Work instructions — Transcribe every item below verbatim, omitting the picture from your transcription.

# START OF Information given

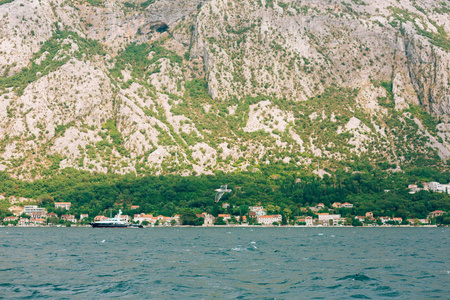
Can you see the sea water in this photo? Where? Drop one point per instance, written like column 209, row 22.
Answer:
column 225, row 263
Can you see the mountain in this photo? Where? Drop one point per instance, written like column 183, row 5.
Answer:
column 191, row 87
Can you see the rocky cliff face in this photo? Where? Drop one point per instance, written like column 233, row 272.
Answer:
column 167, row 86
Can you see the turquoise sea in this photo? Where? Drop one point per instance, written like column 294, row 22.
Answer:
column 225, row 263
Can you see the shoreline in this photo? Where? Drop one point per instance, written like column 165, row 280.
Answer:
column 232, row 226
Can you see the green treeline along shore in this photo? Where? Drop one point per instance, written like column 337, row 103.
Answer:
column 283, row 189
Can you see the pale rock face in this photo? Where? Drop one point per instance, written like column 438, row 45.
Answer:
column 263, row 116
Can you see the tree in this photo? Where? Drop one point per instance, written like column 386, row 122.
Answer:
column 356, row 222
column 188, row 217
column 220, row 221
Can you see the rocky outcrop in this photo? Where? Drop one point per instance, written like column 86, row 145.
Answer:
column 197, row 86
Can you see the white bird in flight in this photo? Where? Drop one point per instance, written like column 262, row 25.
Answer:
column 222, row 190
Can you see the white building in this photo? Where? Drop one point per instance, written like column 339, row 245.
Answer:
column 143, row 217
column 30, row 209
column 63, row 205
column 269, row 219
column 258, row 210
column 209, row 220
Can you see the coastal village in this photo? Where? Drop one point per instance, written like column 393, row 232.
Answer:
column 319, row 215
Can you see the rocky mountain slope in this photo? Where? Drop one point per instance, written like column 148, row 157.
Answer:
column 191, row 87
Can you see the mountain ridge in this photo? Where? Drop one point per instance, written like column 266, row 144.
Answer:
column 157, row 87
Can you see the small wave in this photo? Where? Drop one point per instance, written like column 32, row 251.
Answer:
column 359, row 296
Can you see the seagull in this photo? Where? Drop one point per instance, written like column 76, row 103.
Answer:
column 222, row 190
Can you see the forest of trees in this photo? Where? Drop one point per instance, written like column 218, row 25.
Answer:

# END OF Information given

Answer to this problem —
Can you see the sea water in this photo? Where? Drop one point per instance, written like column 209, row 22.
Answer:
column 225, row 263
Can you see the mountain in this photo? Where? Drop one point per instance, written like column 183, row 5.
Answer:
column 191, row 87
Can you see the rocky cliff face in this photo? Where? Drop one point per instance, written like column 233, row 272.
Answer:
column 167, row 86
Can you see the turquoise sea in this photo? Where? Drop one point per instance, written like column 294, row 22.
Answer:
column 225, row 263
Can you see the shoreline in this photo? Where? Drop one point per instance, written like column 165, row 280.
Answer:
column 232, row 226
Can you see the green treeline along shore in this photo? Where? Drop one point per instance, written like column 337, row 103.
Answer:
column 283, row 189
Can you see the pale rock face in this photo? Where? Drop one point per instance, written like column 438, row 45.
Answer:
column 263, row 116
Can you see the tree in this photo? Where? Drop one point per instance, written like column 386, row 122.
Answer:
column 356, row 222
column 188, row 217
column 220, row 221
Can you see the rocky outcrop in this photo? Where? Drop one point per instance, written like column 86, row 145.
Answer:
column 197, row 86
Can you see the white bird in flight in this photo? Where? Drop one point per instance, written like column 262, row 25.
Answer:
column 222, row 190
Can you see the white building in this photo? Where? Drop one point per instance, written like column 339, row 245.
Answer:
column 143, row 217
column 30, row 209
column 63, row 205
column 269, row 219
column 258, row 210
column 209, row 220
Can you see the coastal village in this photo? Where? Drop one point per instance, written like column 393, row 232.
Answer:
column 319, row 215
Can you see the rocky mountain slope in this photo? Where? Drop one point per instance, written like column 148, row 157.
Answer:
column 191, row 87
Can you see the mountain ridge in this photo? Where? Drop one point per instance, written like column 266, row 144.
Answer:
column 157, row 87
Can you see the small wave in this photo? Where? Drop one point per instance, written like column 32, row 251.
Answer:
column 359, row 296
Can you see the seagull in this photo? Where? Drop one point per instance, written like column 76, row 103.
Answer:
column 222, row 190
Can you see the forest of trees in this photo? Where? Drop one point per instance, written like column 218, row 25.
Answer:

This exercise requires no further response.